- Given passage -
Mr Kim has one goal: the survival of himself and his regime. This he has achieved against all predictions. The country he inherited in 1994 was a product of the Cold War and the division of the Korean Peninsula into the communist North and the US-backed South. Under Russian and Chinese sponsorship the North had survived, but after the collapse of the Soviet Union it began a seemingly unstoppable downward spiral.
Without handouts of oil, food and cash from Moscow, many of its industries lurched to a halt. Floods washed away its fields and precipitated the deadly famine. By the late 1990s it seemed only a matter of time before Mr Kim went the same way as other Stalinist despots.
But he was protected by his most loathsome attribute — his brutal suppression of dissent. As far as one can tell from a country from which little information except propaganda escapes, Mr Kim does not now have to stifle dissent, for there is no evidence that there is any. The cult of the Kims is the only version of reality to which ordinary North Koreans have access. The regime’s cruelty, including the vast network of labour camps containing tens of thousands of prisoners and their extended families, is not crazed sadism but a rational instrument of control.
In the absence of a functioning economy, Mr Kim has turned to crime. According to US government assessments many of the amphetamines sold in Japan and South Korea have been made in North Korean laboratories. Mr Kim is accused of counterfeiting high-quality dollar bills, all the time receiving foreign humanitarian aid.
The nuclear programme can be seen in the same way: not as an end in itself, but as a means of heading off the fate of every other Stalinist dictator. Repeatedly, North Korea has stepped back from its nuclear programme. In 1994 it did so after a deal with the Clinton Administration by which it froze its nuclear reactor in return for fuel oil and the promise of safe reactors incapable of producing weapons-grade plutonium. The US never thought that Mr Kim would survive to see the reactors put in place, and fell behind on its commitments.
Then came President Bush with his “Axis of Evil”, of which North Korea was the third member, and his doctrine of pre-emptive attack. Mr Bush spoke of his personal “loathing” for Kim Jong Il, and the fate of Saddam Hussein offered an example of what would happen to those who had no way of deterring a US attack. North Korea’s conventional forces have been deteriorating for years. What other means did Mr Kim have of protecting himself but nuclear weapons?

- Information provided -
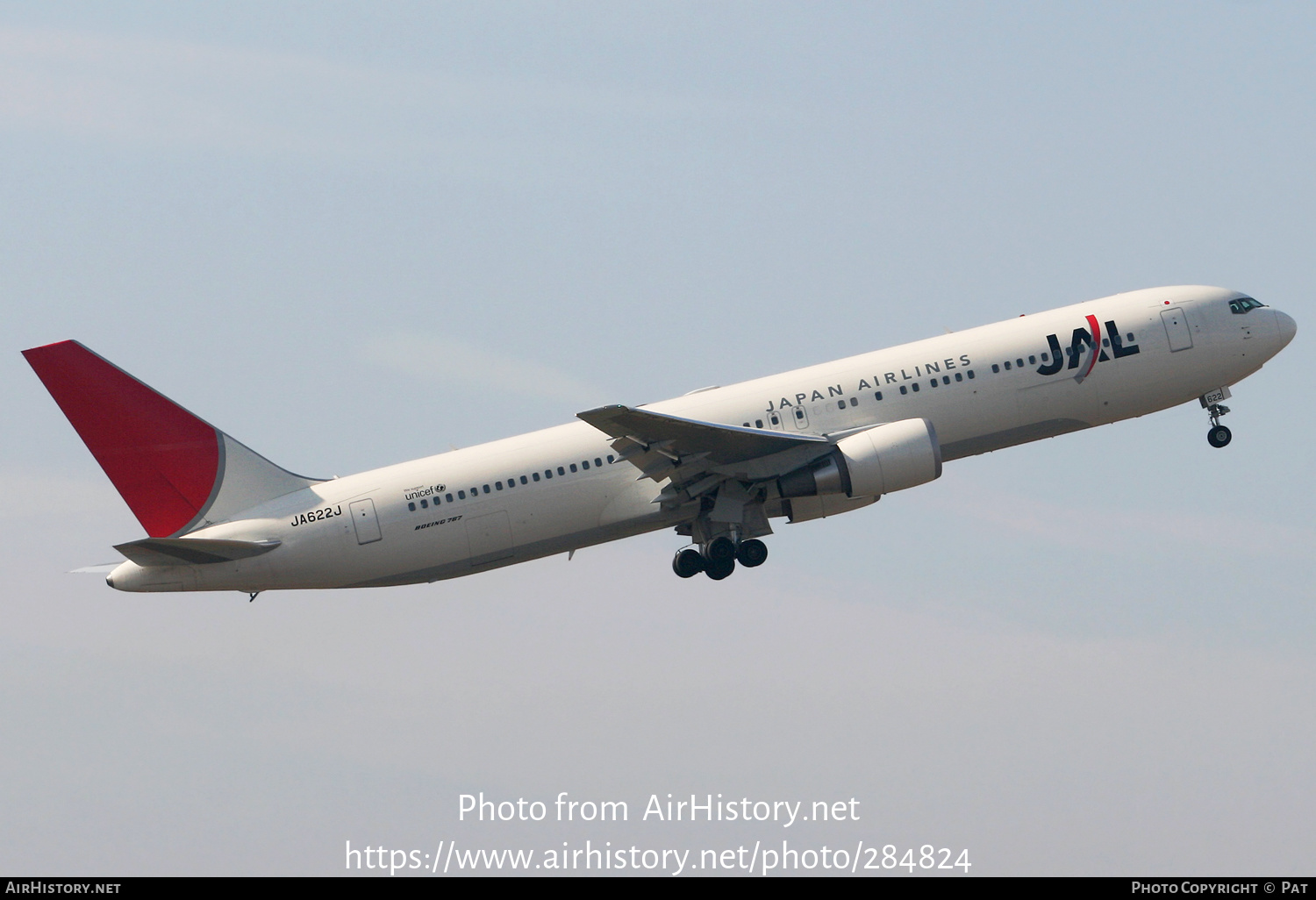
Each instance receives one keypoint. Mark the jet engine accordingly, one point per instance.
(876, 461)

==

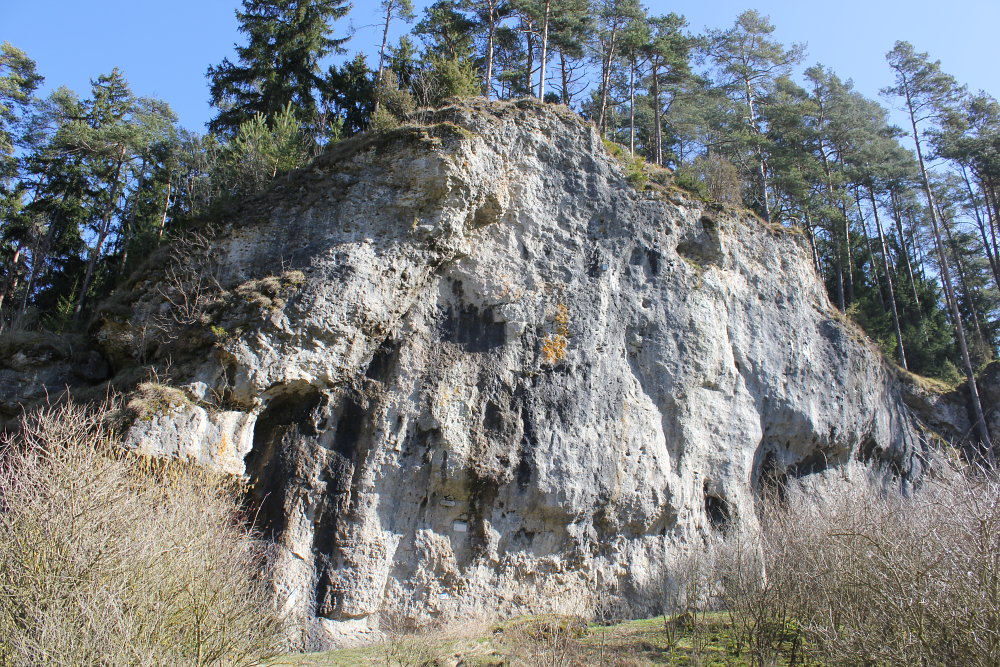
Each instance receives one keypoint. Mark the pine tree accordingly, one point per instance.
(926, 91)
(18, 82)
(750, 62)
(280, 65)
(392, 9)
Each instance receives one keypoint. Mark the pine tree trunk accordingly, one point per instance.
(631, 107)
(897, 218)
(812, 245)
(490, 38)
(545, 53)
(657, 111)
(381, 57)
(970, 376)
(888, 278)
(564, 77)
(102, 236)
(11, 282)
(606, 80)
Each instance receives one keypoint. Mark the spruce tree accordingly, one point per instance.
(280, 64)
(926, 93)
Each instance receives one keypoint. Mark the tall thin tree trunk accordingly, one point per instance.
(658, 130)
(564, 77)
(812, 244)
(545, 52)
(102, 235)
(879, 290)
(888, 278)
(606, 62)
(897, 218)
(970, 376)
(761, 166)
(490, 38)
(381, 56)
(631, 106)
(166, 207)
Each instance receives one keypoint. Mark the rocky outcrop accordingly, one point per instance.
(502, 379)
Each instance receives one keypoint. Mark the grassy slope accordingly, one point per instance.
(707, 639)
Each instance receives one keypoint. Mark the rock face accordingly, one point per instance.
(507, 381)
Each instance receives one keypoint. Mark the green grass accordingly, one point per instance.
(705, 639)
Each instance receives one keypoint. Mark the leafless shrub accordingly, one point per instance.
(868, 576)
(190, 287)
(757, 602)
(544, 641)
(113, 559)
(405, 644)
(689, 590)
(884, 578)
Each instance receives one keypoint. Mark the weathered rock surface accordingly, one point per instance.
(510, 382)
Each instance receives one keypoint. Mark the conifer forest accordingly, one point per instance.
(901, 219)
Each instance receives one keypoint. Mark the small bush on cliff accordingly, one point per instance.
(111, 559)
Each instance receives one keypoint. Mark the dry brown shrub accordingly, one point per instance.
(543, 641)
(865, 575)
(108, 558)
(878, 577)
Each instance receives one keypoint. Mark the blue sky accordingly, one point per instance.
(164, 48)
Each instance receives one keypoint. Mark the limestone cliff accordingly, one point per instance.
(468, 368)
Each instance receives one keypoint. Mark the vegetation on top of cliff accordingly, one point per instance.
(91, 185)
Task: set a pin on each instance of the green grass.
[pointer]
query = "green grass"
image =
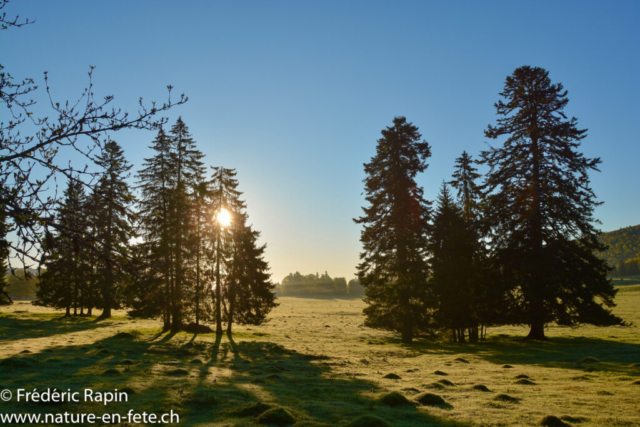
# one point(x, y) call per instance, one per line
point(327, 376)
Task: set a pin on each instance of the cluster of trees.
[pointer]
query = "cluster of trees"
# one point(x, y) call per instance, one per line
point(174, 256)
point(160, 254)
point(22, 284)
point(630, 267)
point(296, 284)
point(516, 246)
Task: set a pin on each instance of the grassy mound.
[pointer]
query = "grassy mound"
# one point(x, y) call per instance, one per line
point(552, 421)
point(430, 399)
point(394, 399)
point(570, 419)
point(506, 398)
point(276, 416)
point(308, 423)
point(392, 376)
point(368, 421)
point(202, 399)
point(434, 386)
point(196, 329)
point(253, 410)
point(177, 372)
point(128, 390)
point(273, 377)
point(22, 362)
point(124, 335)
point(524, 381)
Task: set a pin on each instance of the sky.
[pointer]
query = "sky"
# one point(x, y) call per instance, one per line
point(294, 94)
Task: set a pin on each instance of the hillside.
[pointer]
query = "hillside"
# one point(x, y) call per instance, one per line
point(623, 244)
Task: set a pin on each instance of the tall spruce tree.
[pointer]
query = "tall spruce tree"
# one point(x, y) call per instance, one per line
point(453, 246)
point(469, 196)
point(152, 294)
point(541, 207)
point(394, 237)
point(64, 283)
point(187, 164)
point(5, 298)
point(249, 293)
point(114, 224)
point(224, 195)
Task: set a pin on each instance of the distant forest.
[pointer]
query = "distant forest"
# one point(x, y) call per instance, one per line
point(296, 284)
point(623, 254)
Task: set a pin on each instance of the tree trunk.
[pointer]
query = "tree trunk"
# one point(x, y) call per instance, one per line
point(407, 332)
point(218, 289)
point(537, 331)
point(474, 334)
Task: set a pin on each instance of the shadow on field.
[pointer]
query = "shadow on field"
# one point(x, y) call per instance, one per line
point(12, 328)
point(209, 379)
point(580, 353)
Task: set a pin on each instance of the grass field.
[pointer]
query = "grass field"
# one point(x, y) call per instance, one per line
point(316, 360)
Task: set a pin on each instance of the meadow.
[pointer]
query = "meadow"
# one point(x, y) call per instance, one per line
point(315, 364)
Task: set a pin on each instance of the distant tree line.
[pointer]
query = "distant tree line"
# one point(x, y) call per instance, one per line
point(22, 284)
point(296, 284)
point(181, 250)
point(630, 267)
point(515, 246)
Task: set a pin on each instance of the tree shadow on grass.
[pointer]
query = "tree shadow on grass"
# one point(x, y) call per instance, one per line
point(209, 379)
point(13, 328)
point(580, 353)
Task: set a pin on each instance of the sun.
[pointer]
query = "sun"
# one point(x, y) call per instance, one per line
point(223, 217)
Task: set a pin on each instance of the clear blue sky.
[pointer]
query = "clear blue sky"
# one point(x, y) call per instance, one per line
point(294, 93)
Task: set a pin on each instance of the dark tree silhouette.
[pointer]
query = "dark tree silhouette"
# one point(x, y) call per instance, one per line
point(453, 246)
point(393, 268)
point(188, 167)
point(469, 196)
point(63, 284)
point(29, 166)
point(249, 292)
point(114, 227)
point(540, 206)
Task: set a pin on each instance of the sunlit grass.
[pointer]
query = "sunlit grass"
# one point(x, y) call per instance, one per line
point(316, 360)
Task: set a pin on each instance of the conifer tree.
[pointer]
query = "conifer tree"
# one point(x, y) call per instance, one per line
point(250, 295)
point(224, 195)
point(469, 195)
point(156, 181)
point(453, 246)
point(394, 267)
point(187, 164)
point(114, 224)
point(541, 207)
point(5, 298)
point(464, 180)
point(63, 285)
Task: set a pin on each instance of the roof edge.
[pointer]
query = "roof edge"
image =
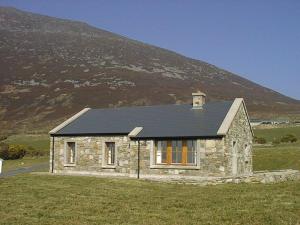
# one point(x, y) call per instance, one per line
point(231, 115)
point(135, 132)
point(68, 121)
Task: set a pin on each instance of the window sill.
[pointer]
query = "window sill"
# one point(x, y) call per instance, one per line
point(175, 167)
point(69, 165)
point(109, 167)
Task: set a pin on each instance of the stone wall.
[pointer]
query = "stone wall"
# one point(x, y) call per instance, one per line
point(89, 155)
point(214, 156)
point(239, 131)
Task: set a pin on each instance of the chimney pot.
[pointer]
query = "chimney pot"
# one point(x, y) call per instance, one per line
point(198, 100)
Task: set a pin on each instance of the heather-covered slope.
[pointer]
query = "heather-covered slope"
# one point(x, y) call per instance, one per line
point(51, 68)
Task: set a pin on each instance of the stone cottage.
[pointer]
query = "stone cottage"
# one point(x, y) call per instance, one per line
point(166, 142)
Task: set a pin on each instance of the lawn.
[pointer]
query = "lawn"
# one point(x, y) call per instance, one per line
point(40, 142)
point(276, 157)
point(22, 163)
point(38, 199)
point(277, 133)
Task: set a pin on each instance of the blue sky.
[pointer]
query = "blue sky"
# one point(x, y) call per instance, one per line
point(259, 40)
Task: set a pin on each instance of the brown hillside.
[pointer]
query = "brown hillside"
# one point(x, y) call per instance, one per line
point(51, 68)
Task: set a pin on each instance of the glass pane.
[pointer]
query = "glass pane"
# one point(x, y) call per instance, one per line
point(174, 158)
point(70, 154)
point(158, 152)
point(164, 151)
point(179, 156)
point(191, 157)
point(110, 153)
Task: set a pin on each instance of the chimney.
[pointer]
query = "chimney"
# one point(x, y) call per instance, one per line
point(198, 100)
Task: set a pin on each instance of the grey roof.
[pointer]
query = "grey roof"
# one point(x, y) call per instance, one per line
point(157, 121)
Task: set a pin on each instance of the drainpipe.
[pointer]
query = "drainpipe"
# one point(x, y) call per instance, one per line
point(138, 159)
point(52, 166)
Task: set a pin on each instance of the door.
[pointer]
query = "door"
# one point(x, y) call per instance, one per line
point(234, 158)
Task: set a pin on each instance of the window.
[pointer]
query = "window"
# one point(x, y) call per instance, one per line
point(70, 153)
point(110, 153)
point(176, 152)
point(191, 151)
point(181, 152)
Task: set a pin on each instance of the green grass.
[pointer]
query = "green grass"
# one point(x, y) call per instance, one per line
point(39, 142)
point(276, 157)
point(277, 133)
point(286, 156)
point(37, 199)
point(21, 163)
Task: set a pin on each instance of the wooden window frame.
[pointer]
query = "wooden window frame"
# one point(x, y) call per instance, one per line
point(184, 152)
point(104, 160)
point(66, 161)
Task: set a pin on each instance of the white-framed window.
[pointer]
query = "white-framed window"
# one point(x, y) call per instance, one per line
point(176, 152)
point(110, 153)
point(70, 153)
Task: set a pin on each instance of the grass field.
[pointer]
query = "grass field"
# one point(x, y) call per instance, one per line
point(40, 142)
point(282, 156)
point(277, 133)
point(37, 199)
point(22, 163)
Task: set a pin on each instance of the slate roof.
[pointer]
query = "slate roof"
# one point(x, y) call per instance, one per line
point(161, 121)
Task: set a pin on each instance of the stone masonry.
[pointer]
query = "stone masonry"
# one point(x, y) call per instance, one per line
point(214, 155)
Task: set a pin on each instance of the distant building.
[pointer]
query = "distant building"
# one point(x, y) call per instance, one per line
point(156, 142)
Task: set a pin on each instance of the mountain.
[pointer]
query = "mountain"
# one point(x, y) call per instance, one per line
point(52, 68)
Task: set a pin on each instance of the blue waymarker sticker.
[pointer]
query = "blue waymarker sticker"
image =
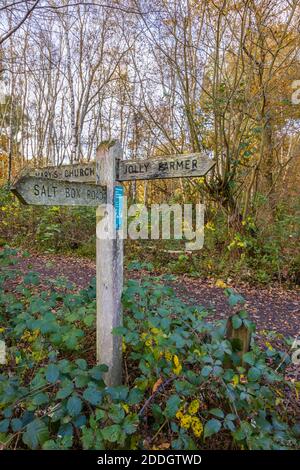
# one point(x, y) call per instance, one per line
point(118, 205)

- Problems and tasks -
1. In the passage on Mr Kim's regime, rewrite the part between "But he was protected" and "foreign humanitarian aid.", inclusive, replacing "dissent" with "opposition".
2. According to the passage on Mr Kim's regime, in what year did Mr Kim inherit the country?

- Responses to the exercise -
1.
But he was protected by his most loathsome attribute — his brutal suppression of opposition. As far as one can tell from a country from which little information except propaganda escapes, Mr Kim does not now have to stifle opposition, for there is no evidence that there is any. The cult of the Kims is the only version of reality to which ordinary North Koreans have access. The regime’s cruelty, including the vast network of labour camps containing tens of thousands of prisoners and their extended families, is not crazed sadism but a rational instrument of control.
In the absence of a functioning economy, Mr Kim has turned to crime. According to US government assessments many of the amphetamines sold in Japan and South Korea have been made in North Korean laboratories. Mr Kim is accused of counterfeiting high-quality dollar bills, all the time receiving foreign humanitarian aid.

2. 1994